List all lines in the material below that contain "target".

→ Extracted records:
:::
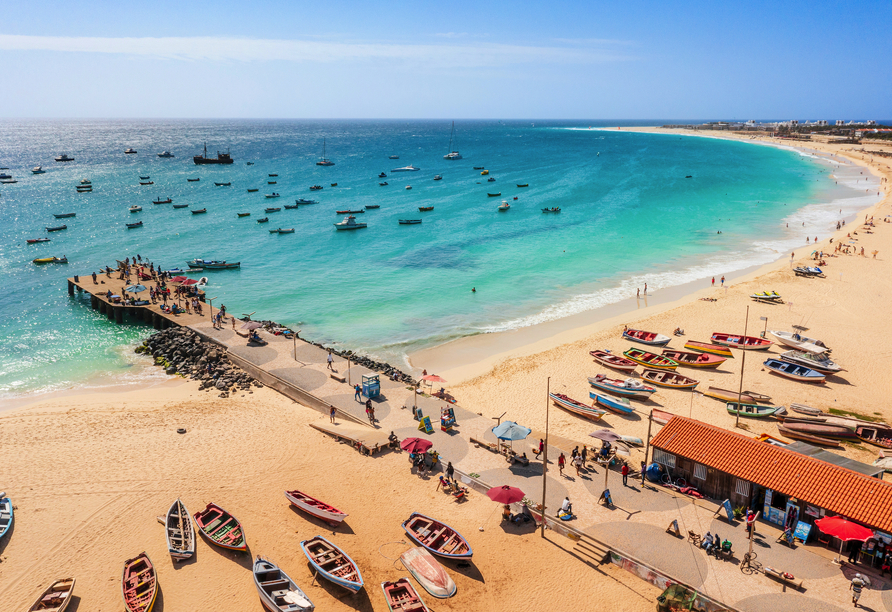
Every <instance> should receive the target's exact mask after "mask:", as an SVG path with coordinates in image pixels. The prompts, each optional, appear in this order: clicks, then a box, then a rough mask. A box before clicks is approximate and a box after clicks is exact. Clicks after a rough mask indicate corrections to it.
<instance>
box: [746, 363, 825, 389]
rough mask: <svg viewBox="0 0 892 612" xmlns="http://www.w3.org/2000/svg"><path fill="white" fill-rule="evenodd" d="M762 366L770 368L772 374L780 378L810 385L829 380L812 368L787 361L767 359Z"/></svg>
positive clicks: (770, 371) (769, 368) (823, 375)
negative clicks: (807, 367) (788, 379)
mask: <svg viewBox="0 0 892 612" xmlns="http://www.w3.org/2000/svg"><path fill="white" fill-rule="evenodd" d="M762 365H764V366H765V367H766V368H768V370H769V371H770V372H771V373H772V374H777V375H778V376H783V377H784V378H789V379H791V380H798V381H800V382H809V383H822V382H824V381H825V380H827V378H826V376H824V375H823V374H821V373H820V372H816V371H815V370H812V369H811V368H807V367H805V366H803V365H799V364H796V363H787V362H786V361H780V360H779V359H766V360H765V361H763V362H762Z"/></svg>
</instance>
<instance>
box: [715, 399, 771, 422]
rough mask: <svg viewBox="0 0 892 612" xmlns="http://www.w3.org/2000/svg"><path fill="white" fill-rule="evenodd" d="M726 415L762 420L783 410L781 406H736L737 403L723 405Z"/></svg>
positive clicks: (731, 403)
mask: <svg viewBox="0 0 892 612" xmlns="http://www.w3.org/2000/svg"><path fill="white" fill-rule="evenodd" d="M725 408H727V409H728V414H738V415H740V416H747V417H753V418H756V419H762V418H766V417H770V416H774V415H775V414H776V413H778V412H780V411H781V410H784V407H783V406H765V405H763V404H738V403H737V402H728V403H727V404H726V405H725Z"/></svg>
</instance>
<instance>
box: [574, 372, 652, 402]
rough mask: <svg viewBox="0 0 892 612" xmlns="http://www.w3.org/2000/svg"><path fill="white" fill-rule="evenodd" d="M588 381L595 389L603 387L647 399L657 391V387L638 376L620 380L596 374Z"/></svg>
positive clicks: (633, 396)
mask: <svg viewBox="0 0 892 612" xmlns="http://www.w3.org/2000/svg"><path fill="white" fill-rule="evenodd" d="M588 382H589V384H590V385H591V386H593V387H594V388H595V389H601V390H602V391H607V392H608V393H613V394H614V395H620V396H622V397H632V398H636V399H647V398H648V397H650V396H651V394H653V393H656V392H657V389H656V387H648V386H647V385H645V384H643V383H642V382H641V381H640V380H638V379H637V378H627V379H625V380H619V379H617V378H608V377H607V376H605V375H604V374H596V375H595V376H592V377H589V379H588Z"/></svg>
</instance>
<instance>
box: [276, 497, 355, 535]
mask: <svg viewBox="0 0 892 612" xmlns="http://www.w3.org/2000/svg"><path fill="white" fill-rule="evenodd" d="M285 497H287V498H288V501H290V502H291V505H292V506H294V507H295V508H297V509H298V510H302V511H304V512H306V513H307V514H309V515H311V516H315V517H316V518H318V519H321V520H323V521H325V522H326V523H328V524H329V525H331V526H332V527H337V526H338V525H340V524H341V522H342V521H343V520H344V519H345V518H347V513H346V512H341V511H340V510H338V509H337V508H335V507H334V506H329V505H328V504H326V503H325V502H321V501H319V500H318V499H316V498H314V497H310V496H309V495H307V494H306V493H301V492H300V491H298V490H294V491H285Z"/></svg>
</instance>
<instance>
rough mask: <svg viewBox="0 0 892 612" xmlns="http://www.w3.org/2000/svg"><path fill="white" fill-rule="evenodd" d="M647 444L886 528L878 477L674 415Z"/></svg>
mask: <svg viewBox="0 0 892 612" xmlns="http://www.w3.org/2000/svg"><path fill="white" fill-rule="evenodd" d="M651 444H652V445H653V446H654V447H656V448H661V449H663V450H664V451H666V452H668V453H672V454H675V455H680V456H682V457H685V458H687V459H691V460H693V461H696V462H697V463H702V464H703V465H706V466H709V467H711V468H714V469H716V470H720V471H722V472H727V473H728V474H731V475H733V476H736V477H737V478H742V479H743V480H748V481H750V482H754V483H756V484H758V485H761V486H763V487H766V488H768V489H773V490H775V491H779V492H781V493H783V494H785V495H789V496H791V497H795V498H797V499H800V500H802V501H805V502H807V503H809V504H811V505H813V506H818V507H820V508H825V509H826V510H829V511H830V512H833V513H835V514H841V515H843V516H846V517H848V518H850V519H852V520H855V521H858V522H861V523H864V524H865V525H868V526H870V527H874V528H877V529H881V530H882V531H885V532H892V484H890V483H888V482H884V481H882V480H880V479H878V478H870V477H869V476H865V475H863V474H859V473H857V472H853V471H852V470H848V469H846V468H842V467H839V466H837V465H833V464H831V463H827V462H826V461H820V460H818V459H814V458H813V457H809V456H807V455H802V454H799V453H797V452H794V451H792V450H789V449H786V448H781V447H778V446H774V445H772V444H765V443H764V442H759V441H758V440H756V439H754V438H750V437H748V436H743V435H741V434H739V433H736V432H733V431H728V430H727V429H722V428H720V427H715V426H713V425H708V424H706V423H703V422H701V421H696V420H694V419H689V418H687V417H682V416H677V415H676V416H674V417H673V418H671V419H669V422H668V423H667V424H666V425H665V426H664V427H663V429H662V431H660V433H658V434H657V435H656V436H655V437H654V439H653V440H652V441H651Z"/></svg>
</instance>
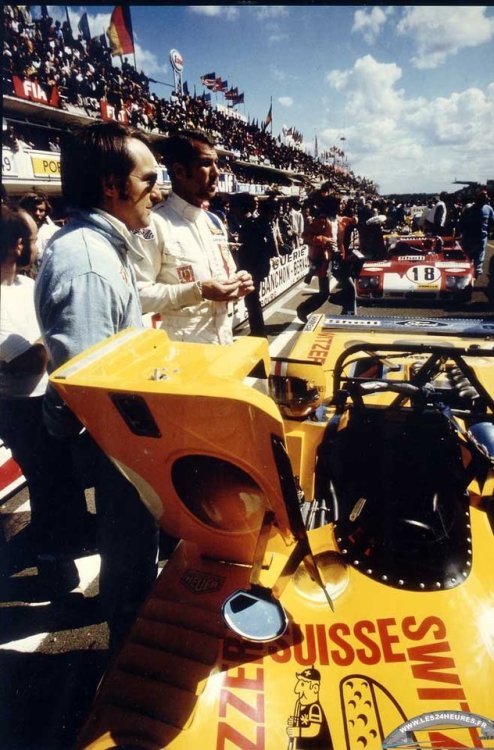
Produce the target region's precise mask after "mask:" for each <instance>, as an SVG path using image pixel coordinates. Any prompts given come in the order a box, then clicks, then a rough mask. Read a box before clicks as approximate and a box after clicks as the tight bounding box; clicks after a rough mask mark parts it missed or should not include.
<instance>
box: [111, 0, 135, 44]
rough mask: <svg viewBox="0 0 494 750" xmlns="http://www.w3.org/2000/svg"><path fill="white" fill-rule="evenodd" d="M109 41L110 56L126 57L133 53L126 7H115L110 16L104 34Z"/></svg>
:::
→ Solution to the exercise:
Every <instance> should receive the target's exact mask after "mask:", as an SVG path with coordinates in image pixels. The prompts, each optional, appear in this order: clicks, then a box, then a rough mask. A box before clicks is approximate and a box after clicks is exact. Clicks after a rough mask indicate corrections to it.
Produce the target region's precise mask after "mask:" for each <instance>, as an SVG path using image pixel coordinates. Any prompts given come in the order a box, then clicks, then a rough mask. Read a box before clicks as approximate and a box after clicks as the tight bounding box; clicks after a rough mask mark parts it missed or should not include.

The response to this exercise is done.